(Rows from an object pointing dataset)
────────────────

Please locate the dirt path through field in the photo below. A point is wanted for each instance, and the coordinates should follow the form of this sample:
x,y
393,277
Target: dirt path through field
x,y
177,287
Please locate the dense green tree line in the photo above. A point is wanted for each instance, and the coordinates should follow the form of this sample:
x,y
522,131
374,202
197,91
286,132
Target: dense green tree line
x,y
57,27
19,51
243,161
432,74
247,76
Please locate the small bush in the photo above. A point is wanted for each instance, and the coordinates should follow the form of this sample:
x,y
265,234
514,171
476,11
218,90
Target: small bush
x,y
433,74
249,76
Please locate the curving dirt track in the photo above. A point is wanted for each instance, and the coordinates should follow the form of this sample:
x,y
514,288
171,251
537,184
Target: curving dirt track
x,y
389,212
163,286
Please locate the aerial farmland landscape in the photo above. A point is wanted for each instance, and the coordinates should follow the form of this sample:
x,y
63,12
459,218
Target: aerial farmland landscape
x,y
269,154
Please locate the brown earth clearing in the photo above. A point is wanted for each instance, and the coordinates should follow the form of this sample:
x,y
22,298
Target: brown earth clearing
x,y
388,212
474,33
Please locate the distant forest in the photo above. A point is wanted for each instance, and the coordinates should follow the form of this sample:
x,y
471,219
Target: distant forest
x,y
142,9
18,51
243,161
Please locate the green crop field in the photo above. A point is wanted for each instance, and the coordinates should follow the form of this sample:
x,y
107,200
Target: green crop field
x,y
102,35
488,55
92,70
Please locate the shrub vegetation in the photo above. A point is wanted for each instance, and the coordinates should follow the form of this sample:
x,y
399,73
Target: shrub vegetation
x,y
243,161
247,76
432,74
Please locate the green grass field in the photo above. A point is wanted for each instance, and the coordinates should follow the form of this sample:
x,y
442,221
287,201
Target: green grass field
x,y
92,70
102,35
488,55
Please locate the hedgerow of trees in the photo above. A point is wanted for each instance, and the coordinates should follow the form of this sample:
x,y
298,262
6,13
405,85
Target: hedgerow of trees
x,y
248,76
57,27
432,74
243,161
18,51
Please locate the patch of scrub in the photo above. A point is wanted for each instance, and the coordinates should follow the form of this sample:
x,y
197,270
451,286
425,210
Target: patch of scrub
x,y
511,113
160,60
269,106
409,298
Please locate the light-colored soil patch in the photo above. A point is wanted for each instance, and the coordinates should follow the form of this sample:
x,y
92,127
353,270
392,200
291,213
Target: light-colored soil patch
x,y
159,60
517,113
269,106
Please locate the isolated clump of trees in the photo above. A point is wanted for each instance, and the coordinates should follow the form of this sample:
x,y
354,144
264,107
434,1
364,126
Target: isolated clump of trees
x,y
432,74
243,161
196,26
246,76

────────────────

*DESCRIPTION OF THE TASK:* Could you return every one of the lines above verbatim, with nothing changed?

*COMPLETE RESPONSE:*
Please locate the dirt path through field in the photo below. A point is wanted for each instance, and the coordinates should follow the form of this sample:
x,y
393,277
Target: dirt path through field
x,y
177,287
Please locate the dense green tree line in the photo above. A point is wanted for each instance, and the coordinates should follow the form of this sample:
x,y
522,131
374,202
197,91
286,132
Target: dense green tree line
x,y
57,27
19,51
243,161
432,74
247,76
Please locate the small bush in the photo above. A point is wanted for each instance, and the coordinates should follow the form of this sample:
x,y
265,234
514,171
476,11
218,90
Target: small bush
x,y
433,74
249,76
Please locate the curving dirt track in the photo above. A point is wanted for each instance, and the coordinates should follow the form of this sample:
x,y
514,288
171,251
537,184
Target: curving dirt track
x,y
389,212
163,286
Please locate the aerial farmland landscape in the photo above. A point is wanted for each instance, and the coordinates should follow the form of this sample:
x,y
63,12
459,218
Target: aerial farmland landscape
x,y
269,154
Please locate the brown earth clearing in the photo above. A point is wanted for each instance, and the coordinates should follow the form of this sample:
x,y
22,298
Target: brown earth clearing
x,y
388,212
474,33
Please locate the distant forest in the photo above. A point is wanted for each instance, and the coordinates should follow the form of this sample:
x,y
471,219
Target: distant forest
x,y
142,9
18,51
243,161
Please locate the green crop field in the photo above. A point is wanted for each instance, and the coordinates should follow the form of this sample:
x,y
107,200
Target: green crop field
x,y
102,35
488,55
92,70
Please locate the shrub vegetation in the photo above. A point is wanted for each instance, and the coordinates should follow the form of this sample:
x,y
399,73
Target: shrub vegetation
x,y
243,161
247,76
432,74
Please locate the green grass field in the photo above. A point is wanted for each instance, and the coordinates should follow the form of this sample:
x,y
442,221
287,201
Target: green grass field
x,y
92,70
102,35
488,55
Please locate the hedgerow of trees in the photo above. A point is wanted for each instance, and the coordinates should follow the form of this sample:
x,y
298,262
6,13
405,85
Target: hedgerow of trees
x,y
248,76
57,27
432,74
243,161
18,51
Please locate the patch of scrub in the photo above. A point is wanted for each instance, and the coordinates should follow the form of this sample:
x,y
197,270
451,286
425,210
Target: patch of scrub
x,y
511,113
160,60
269,106
409,298
Please locate the light-colored soil patch in the photo above. A point is wanted for each instance, and the coordinates should follow the form of this sample:
x,y
92,127
353,270
392,200
291,213
Target: light-colored soil patch
x,y
159,60
517,113
269,106
Please locate the isolated clump of trees in the photo above. A point is wanted for each instance, and the coordinates should follow the form of this sample:
x,y
354,144
264,107
434,1
364,126
Target: isolated clump of trees
x,y
432,74
243,161
196,26
246,76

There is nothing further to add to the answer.